| Material provided |
------------------------------------------------------------------------

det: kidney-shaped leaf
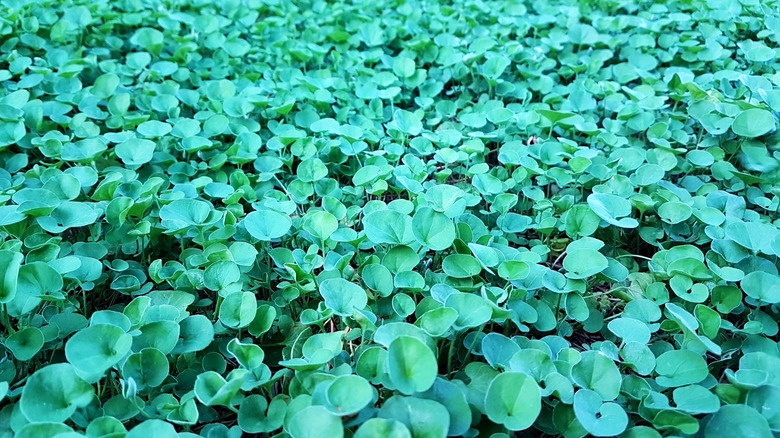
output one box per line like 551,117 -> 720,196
320,278 -> 368,316
387,336 -> 438,394
19,363 -> 95,423
485,372 -> 542,430
242,210 -> 292,241
65,324 -> 133,374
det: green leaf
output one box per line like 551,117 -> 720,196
241,210 -> 292,241
485,372 -> 542,431
114,137 -> 157,166
731,108 -> 775,138
0,250 -> 24,303
571,351 -> 621,400
320,278 -> 368,316
393,109 -> 422,135
387,336 -> 438,394
5,327 -> 45,361
326,374 -> 374,416
287,406 -> 344,438
574,389 -> 628,437
655,350 -> 708,387
65,324 -> 133,374
704,405 -> 773,438
412,207 -> 455,251
363,210 -> 415,245
563,248 -> 609,279
19,363 -> 95,423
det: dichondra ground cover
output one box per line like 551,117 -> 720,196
0,0 -> 780,438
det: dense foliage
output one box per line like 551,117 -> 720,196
0,0 -> 780,438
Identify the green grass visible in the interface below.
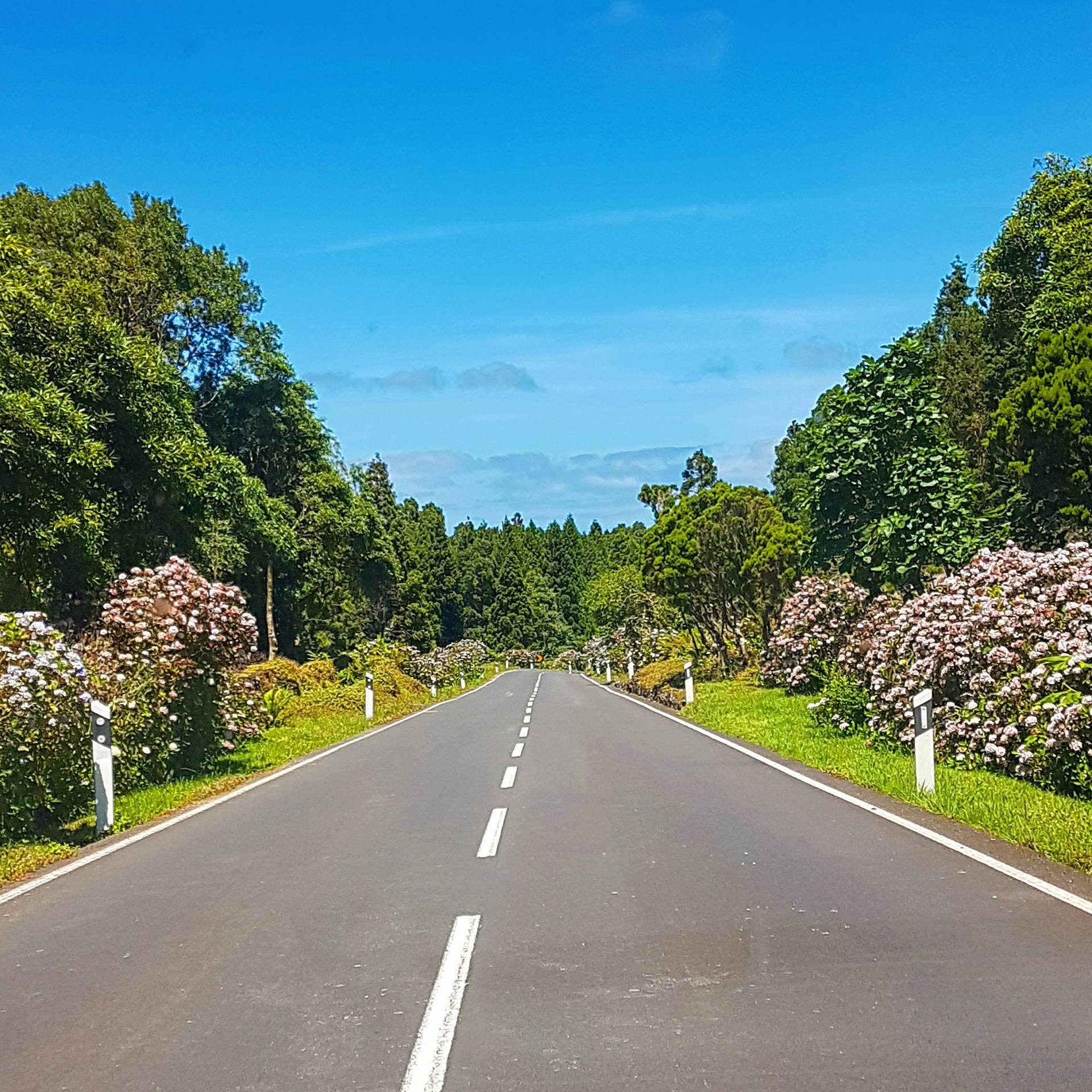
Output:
[0,669,503,884]
[684,682,1092,872]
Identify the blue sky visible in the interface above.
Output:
[0,0,1092,526]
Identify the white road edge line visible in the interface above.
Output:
[402,914,482,1092]
[0,675,501,907]
[477,808,508,857]
[585,676,1092,914]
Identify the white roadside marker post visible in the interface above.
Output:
[913,687,937,793]
[90,701,114,834]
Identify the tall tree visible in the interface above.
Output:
[644,482,800,668]
[679,448,717,497]
[990,325,1092,547]
[806,337,983,588]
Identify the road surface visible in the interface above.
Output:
[0,672,1092,1092]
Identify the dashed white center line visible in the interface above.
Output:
[478,808,508,857]
[402,914,482,1092]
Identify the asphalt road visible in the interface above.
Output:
[0,672,1092,1092]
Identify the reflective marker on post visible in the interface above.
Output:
[90,701,114,834]
[913,688,937,793]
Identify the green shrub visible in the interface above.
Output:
[239,656,334,694]
[808,665,869,736]
[634,660,687,693]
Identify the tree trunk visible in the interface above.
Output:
[266,561,276,660]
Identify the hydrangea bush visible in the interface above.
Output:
[0,611,93,837]
[760,573,868,690]
[0,558,270,835]
[408,639,489,686]
[839,543,1092,792]
[504,648,539,667]
[86,557,268,788]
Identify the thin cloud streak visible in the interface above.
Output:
[321,202,750,253]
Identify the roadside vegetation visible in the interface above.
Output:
[0,650,503,883]
[684,681,1092,872]
[6,156,1092,877]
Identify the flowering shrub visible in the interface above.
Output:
[408,640,489,686]
[0,611,92,837]
[0,558,271,834]
[504,648,539,667]
[760,574,868,690]
[85,557,270,789]
[825,543,1092,792]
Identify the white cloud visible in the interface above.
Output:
[784,335,859,371]
[307,361,541,394]
[387,439,775,526]
[321,202,749,253]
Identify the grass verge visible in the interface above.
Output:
[682,682,1092,872]
[0,668,502,884]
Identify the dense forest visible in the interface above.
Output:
[6,156,1092,671]
[10,157,1092,834]
[0,184,643,659]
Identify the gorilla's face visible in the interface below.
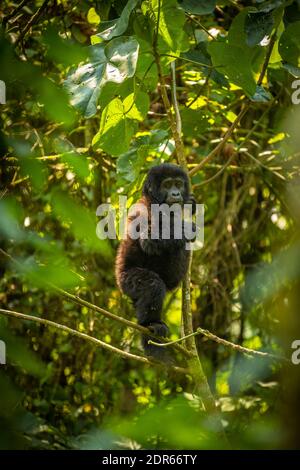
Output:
[159,176,185,205]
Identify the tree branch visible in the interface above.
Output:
[0,248,191,357]
[189,28,277,176]
[149,327,289,362]
[0,308,189,374]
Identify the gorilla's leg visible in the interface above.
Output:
[121,268,169,360]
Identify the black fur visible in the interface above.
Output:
[116,164,195,360]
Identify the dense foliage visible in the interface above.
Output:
[0,0,300,449]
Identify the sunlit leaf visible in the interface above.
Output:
[97,0,139,41]
[178,0,217,15]
[93,98,137,155]
[245,12,274,47]
[65,37,139,117]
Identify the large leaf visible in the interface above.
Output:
[183,41,228,86]
[208,41,256,96]
[142,0,189,55]
[179,0,217,15]
[65,37,139,117]
[117,130,169,184]
[245,12,274,47]
[93,98,137,155]
[96,0,139,41]
[278,21,300,67]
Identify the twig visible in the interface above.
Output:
[2,0,29,27]
[0,308,188,374]
[148,327,289,362]
[153,5,219,416]
[15,0,50,46]
[189,25,277,180]
[189,105,250,176]
[0,248,190,357]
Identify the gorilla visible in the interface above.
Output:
[116,163,196,360]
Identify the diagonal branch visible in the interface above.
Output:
[0,308,188,374]
[0,248,190,357]
[149,327,289,362]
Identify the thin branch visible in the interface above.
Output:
[2,0,29,27]
[15,0,50,45]
[189,29,277,176]
[189,102,250,176]
[153,9,219,414]
[0,308,188,374]
[0,248,191,357]
[148,327,289,362]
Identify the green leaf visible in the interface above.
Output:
[142,0,189,55]
[283,64,300,78]
[278,21,300,67]
[117,146,148,183]
[208,41,256,96]
[117,130,168,184]
[43,26,87,65]
[180,108,208,138]
[18,253,82,291]
[250,85,272,103]
[135,37,158,92]
[245,12,274,47]
[123,91,149,121]
[96,0,139,41]
[183,45,228,86]
[54,139,90,181]
[179,0,217,15]
[87,8,100,25]
[52,191,111,257]
[92,98,137,155]
[65,37,139,117]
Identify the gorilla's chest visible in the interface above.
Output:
[145,249,188,290]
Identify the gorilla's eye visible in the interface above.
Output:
[163,180,172,189]
[175,180,183,189]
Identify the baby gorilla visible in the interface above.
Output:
[116,163,195,360]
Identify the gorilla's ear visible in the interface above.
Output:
[143,177,152,196]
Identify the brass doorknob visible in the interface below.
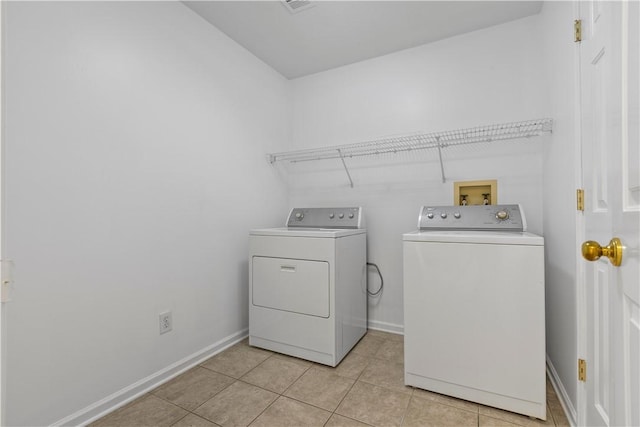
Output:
[582,237,622,267]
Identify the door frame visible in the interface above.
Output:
[0,1,6,426]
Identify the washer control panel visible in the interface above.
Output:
[418,205,527,232]
[287,207,364,228]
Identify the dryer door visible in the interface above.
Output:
[251,256,329,318]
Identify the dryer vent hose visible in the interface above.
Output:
[367,262,384,297]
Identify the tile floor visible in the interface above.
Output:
[91,331,569,427]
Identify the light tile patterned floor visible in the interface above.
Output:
[92,331,569,427]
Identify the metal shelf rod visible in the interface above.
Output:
[268,118,553,187]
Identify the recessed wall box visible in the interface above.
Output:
[453,179,498,206]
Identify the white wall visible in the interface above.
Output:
[540,1,581,425]
[288,16,549,331]
[2,2,290,426]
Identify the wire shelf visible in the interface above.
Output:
[268,119,553,187]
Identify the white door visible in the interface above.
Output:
[578,1,640,426]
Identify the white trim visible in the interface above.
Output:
[576,0,587,425]
[0,1,6,426]
[52,329,249,426]
[547,356,578,427]
[367,320,404,335]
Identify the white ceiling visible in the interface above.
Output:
[184,0,542,79]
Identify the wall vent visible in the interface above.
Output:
[282,0,315,13]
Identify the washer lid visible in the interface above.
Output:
[249,227,367,239]
[402,230,544,246]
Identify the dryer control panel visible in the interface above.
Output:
[287,207,364,228]
[418,205,527,232]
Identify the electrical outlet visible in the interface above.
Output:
[160,311,173,335]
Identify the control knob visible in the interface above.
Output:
[496,210,509,221]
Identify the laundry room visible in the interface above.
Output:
[0,0,638,426]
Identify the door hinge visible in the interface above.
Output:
[576,188,584,212]
[573,19,582,43]
[578,359,587,382]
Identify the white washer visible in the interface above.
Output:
[249,208,367,366]
[403,205,546,420]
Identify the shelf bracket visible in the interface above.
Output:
[338,148,353,188]
[436,136,447,184]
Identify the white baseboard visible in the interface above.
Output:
[547,356,578,427]
[367,320,404,335]
[52,329,249,426]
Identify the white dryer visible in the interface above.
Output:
[249,208,367,366]
[403,205,546,420]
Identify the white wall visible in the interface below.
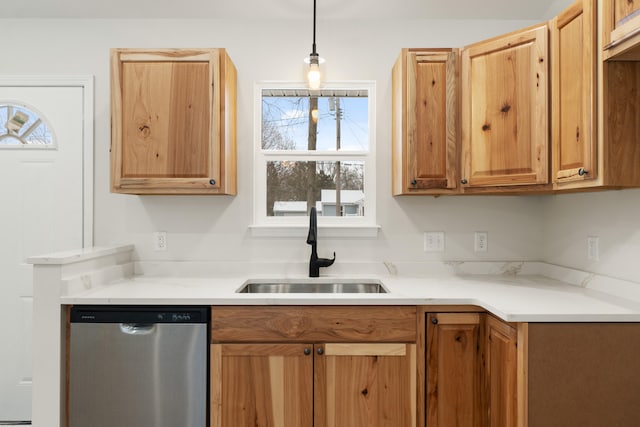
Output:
[0,16,640,282]
[542,189,640,282]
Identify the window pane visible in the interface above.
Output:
[0,103,53,146]
[266,161,364,216]
[262,89,369,151]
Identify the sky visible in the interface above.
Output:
[263,97,369,151]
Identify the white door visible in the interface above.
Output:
[0,82,92,421]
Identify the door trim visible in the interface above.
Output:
[0,75,94,248]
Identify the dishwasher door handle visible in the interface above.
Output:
[120,323,156,335]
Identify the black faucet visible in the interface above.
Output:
[307,208,336,277]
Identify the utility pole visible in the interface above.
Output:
[335,97,342,216]
[306,96,318,213]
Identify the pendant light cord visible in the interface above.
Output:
[311,0,317,55]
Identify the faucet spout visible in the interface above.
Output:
[307,207,336,277]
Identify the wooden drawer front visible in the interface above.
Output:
[211,306,417,342]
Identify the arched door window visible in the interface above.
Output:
[0,101,56,149]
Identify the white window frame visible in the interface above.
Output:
[250,81,380,237]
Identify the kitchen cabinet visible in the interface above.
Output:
[426,313,484,427]
[422,306,527,427]
[602,0,640,60]
[461,24,549,192]
[211,306,417,427]
[111,49,236,195]
[550,0,598,185]
[551,0,640,192]
[392,49,459,195]
[483,315,524,427]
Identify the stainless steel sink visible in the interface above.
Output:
[237,281,387,294]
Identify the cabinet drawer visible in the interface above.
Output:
[211,306,417,342]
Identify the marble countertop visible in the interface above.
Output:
[61,266,640,322]
[29,245,640,322]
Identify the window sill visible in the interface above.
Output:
[249,224,381,238]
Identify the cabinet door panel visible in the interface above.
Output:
[485,316,518,427]
[462,25,548,187]
[406,52,456,189]
[111,49,236,194]
[427,313,482,427]
[211,344,313,427]
[551,0,598,183]
[122,61,211,178]
[314,343,416,427]
[392,49,459,195]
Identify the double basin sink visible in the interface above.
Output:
[237,279,387,294]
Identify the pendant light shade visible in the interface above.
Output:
[304,0,324,89]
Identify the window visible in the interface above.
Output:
[253,82,377,235]
[0,101,55,148]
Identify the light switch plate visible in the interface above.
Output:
[424,231,444,252]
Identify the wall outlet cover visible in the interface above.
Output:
[424,231,444,252]
[473,231,489,252]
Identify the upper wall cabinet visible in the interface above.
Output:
[602,0,640,60]
[461,25,549,191]
[550,0,598,185]
[111,49,236,194]
[392,49,459,196]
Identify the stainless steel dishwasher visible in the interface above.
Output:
[68,306,209,427]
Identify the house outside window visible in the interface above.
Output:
[253,82,377,234]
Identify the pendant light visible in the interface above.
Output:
[304,0,324,89]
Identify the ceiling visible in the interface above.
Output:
[0,0,569,20]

------------------------------------------------------------------------

| Request |
Print the lines of the listing verbatim from the line containing "Identify the gorilla's leg" through the line containing "[116,163,195,360]", including both of those lines.

| Task solution |
Identify the gorilla's leg visible in the interface above.
Output:
[121,268,169,360]
Identify the black fur visible in the interface above.
Output:
[116,164,195,360]
Identify the dense foliage visible in the interface above.
Output:
[0,0,300,449]
Identify the sunlit leaf visible in the interface above.
Output:
[97,0,139,41]
[178,0,217,15]
[93,98,137,155]
[245,12,274,47]
[65,37,139,117]
Identify the large leaf visible in the interface above.
Output:
[183,41,228,86]
[208,41,256,96]
[142,0,189,55]
[179,0,217,15]
[65,37,139,117]
[117,130,169,184]
[245,12,274,47]
[93,98,137,155]
[96,0,139,41]
[278,21,300,67]
Identify the twig visible in the interface above.
Output:
[2,0,29,27]
[0,308,188,374]
[148,327,289,362]
[153,5,219,416]
[15,0,50,46]
[189,25,277,180]
[189,105,250,176]
[0,248,190,357]
Identify the gorilla visible in the interface above.
Output:
[116,163,196,360]
Identify the diagonal branch visible in the interface above.
Output:
[0,308,188,374]
[0,248,190,357]
[149,327,289,362]
Identify the thin branch visible in the interface above.
Output:
[2,0,29,27]
[15,0,50,45]
[189,29,277,176]
[189,102,250,176]
[153,9,219,414]
[0,308,188,374]
[0,248,191,357]
[148,327,289,362]
Identify the green leaf visible in the interface above.
Output:
[142,0,189,55]
[283,64,300,78]
[278,21,300,67]
[117,146,148,183]
[208,41,256,96]
[117,130,168,184]
[43,26,87,65]
[180,108,208,138]
[18,253,82,291]
[250,85,272,103]
[135,37,158,92]
[245,12,274,47]
[123,91,149,121]
[96,0,139,41]
[183,45,228,86]
[54,139,90,181]
[179,0,217,15]
[87,8,100,25]
[52,191,111,257]
[92,98,137,155]
[65,37,139,117]
Identify the gorilla's chest visible in the interface above.
Output:
[145,249,188,290]
Identify the gorilla's eye visible in the interface above.
Output:
[163,180,172,189]
[175,180,183,189]
Identify the baby gorilla visible in the interface above.
Output:
[116,163,195,360]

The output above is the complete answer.